### Goal a
In the entity evaluation code below, translate the sentence "Determine if a value is effectively empty or non-informative." into Spanish.

### Source extract
_ _ _ _ _

In [8]:
import json
import sys
import yaml
import re
# List of entity types we want to evaluate
ENTITY_TYPES = [
    "citation",
    "judges",
    "ConvCourtName",
    "ConvictPleaDate",
    "ConvictOffence",
    "AcquitOffence",
    "ConfessPleadGuilty",  # Adjusted entity name to match YAML sample
    "PleaPoint",
    "RemandDecision",
    "RemandCustodyTime",
    "SentCourtName",
    "SentenceReceived",
    "SentenceServed",
    "WhatAncilliary",
    "OffSex",
    "OffAgeOffence",
    "OffJobOffence",
    "OffHomeOffence",
    "OffMentalOffence",
    "OffIntoxOffence",
    "OffVicRelation",
    "VictimType",
    "VicNum",
    "VicSex",
    "VicAgeOffence",
    "VicJobOffence",
    "VicHomeOffence",
    "VicMentalOffence",
    "VicIntoxOffence",
    "ProsEvidTypeTrial",
    "DefEvidTypeTrial",
    "PreSentReport",
    "AggFactSent",
    "MitFactSent",
    "VicImpactStatement",
    "Appellant",
    "CoDefAccNum",
    "AppealAgainst",
    "AppealGround",
    "SentGuideWhich",
    "AppealOutcome",
    "ReasonQuashConv",
    "ReasonSentExcessNotLenient",
    "ReasonSentLenientNotExcess",
    "ReasonDismiss",
]

def is_empty(val):
    """Determine if a value is effectively empty or non-informative."""
    if val is None:
        return True
    if isinstance(val, str):
        cleaned = val.strip().lower()
        if cleaned in ["", "nan", "null", "-"]:
            return True
    return False

def compute_metrics_from_counts(tp, fp, fn):
    """Compute precision, recall, and F1 given counts of TP, FP, FN."""

_ _ _ _ _

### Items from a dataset
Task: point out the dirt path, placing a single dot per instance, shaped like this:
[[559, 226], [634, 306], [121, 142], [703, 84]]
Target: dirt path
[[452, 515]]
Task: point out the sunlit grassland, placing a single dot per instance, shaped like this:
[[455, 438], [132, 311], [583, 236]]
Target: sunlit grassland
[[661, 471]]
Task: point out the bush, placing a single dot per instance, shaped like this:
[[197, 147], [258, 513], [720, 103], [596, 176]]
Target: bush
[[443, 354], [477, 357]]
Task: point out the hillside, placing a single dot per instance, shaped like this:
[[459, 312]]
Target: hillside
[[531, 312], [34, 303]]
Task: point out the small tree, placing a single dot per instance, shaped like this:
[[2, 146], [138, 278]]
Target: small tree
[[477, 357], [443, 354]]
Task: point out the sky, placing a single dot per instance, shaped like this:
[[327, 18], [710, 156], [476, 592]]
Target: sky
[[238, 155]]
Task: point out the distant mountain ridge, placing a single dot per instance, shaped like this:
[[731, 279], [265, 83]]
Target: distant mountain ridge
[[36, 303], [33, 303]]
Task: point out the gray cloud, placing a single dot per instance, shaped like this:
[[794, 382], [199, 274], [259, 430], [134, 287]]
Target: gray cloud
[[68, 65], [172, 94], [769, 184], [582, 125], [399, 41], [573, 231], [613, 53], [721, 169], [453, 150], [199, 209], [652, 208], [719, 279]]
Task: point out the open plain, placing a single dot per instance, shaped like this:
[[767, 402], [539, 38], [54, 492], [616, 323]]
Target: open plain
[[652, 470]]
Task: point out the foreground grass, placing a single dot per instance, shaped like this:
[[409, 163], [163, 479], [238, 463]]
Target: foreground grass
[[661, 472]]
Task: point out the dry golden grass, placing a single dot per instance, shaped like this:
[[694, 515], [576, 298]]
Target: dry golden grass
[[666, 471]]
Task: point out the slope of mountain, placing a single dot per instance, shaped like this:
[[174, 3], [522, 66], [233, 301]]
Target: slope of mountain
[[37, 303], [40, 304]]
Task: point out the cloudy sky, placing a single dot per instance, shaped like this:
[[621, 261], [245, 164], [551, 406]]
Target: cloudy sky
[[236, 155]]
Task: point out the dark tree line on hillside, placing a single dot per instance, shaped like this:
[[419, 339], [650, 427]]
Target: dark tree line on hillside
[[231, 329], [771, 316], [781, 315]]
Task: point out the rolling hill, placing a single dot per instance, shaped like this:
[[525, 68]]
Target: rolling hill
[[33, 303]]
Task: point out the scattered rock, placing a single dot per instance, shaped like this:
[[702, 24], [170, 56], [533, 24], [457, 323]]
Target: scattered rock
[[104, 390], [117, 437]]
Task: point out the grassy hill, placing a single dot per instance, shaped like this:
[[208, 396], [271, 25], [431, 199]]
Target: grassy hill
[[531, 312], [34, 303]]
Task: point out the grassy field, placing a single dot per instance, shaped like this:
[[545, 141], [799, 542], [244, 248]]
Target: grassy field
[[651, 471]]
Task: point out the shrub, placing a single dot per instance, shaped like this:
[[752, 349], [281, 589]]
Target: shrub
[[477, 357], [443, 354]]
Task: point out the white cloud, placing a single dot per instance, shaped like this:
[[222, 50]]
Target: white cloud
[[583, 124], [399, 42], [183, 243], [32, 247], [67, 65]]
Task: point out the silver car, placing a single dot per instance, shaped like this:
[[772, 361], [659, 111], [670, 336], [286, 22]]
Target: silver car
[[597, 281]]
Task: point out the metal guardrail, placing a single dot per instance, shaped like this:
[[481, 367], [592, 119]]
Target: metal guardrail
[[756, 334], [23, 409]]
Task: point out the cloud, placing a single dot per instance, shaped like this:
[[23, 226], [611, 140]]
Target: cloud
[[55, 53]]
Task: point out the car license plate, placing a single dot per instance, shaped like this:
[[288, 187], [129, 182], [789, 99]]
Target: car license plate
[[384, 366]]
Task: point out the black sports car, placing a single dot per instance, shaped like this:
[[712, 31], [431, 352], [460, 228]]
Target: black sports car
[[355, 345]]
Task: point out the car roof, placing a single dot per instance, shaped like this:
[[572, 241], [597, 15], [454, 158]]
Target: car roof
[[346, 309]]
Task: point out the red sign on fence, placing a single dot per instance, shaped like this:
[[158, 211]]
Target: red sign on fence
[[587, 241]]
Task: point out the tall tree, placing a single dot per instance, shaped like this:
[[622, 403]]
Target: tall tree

_ _ _ _ _

### Goal b
Gather every line of the records above that contains the string "grassy", treating case as significant.

### Full response a
Determina si un valor está efectivamente vacío o no es informativo.

### Full response b
Task: point out the grassy hill, placing a single dot per instance, shaped like this:
Target: grassy hill
Task: point out the grassy field, placing a single dot per instance, shaped like this:
Target: grassy field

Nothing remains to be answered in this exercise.